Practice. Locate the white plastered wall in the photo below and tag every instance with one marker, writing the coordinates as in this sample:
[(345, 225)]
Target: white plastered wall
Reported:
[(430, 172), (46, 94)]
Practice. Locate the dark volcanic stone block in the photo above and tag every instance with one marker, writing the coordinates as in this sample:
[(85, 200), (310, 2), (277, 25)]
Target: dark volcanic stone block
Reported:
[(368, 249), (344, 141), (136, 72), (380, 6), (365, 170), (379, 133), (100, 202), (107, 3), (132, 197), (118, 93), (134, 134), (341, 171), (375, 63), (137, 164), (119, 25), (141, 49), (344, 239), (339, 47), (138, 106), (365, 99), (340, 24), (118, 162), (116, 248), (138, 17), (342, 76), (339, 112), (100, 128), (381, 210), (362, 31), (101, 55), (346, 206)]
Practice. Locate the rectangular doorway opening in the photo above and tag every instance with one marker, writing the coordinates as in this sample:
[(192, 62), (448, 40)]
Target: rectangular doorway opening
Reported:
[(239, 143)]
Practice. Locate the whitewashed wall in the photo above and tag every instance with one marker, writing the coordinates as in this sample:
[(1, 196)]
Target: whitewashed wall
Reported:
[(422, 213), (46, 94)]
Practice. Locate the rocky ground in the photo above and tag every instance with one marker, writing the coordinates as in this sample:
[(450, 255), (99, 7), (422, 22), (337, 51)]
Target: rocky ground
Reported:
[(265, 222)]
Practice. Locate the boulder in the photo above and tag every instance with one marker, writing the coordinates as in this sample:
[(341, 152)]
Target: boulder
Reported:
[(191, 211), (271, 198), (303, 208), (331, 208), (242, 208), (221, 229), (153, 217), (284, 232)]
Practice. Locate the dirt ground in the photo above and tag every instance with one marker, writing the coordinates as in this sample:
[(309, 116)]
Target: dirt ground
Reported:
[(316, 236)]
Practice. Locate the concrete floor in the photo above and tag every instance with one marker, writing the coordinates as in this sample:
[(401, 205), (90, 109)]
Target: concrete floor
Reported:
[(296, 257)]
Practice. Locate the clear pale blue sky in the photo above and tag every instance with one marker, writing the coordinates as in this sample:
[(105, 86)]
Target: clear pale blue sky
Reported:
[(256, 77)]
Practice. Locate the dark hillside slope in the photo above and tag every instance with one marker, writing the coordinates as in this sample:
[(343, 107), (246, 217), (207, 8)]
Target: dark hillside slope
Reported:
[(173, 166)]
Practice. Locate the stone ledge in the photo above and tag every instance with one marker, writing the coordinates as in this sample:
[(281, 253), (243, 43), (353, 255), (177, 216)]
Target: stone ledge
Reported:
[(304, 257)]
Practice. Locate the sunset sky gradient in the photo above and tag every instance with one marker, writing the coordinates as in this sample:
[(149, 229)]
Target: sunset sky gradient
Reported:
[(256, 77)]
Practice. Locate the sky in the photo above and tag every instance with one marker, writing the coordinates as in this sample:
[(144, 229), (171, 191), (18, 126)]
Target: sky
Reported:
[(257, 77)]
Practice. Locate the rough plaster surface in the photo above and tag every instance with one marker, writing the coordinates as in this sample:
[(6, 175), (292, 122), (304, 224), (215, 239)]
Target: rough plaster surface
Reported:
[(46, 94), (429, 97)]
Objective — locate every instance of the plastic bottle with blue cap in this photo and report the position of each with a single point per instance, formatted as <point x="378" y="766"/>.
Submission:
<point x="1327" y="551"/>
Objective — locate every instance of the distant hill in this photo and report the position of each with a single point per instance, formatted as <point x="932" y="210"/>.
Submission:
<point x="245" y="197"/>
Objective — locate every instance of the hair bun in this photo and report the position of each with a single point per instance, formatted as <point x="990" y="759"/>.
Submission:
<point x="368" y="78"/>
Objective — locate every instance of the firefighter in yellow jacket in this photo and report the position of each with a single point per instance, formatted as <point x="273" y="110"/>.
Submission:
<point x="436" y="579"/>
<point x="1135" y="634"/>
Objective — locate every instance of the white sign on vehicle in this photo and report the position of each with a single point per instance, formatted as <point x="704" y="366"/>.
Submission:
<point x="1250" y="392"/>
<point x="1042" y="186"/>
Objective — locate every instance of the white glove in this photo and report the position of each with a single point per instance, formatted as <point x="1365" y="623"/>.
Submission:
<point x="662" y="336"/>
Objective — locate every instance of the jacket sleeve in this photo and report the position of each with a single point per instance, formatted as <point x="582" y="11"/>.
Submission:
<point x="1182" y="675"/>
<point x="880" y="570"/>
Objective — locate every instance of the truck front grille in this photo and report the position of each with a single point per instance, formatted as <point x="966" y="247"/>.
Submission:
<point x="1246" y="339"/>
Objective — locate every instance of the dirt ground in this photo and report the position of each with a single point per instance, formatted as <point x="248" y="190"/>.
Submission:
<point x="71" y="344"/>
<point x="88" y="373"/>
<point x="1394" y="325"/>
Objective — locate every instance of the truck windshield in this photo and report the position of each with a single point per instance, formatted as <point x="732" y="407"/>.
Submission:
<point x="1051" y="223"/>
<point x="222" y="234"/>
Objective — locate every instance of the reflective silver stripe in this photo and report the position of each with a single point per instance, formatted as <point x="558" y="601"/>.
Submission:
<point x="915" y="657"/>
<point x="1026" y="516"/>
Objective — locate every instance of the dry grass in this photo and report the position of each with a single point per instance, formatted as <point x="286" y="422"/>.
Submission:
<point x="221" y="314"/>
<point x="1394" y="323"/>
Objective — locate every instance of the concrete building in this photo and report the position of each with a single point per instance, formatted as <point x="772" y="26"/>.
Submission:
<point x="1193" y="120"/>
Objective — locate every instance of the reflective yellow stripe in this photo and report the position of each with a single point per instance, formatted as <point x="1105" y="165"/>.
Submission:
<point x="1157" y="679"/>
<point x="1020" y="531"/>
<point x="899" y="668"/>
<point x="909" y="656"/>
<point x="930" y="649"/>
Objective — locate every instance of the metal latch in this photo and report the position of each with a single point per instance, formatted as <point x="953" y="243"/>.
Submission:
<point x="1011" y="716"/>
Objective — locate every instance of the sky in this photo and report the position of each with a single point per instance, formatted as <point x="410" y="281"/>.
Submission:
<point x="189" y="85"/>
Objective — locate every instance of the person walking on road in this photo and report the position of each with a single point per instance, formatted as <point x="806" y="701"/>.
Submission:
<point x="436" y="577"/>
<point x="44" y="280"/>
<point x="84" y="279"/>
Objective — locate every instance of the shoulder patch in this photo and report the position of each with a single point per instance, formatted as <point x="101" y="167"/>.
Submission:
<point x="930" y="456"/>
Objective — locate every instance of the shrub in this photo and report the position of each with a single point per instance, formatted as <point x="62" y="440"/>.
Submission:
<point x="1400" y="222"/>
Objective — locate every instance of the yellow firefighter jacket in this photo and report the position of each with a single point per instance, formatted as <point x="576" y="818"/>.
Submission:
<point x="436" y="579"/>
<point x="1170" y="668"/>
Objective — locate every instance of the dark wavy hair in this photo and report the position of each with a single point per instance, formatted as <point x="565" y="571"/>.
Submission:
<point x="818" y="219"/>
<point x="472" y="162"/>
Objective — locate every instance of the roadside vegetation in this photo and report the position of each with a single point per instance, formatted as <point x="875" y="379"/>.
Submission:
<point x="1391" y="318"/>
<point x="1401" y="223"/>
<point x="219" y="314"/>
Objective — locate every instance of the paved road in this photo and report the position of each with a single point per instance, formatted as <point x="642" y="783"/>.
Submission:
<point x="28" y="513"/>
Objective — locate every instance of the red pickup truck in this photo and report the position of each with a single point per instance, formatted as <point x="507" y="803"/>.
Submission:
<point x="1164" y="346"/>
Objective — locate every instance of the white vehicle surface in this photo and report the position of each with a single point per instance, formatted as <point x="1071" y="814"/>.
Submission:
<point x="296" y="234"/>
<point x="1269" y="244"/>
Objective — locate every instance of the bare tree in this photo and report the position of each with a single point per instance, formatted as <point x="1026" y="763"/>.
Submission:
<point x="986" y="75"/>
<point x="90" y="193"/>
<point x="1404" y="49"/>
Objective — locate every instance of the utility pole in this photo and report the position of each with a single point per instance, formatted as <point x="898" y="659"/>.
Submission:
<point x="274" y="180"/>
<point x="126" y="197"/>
++++++++++++++++++++
* [Written task]: Rewrite the data from the line containing "Objective — locate every instance of the utility" through the end of the data as a JSON list of strings, one string per line, leaving out blank lines.

* [Exercise response]:
[
  "Objective — locate every instance of the utility pole in this photo and report the position of each with a single point per instance, formatted as <point x=\"898\" y=\"659\"/>.",
  "Submission:",
  "<point x=\"274\" y=\"180\"/>",
  "<point x=\"126\" y=\"197\"/>"
]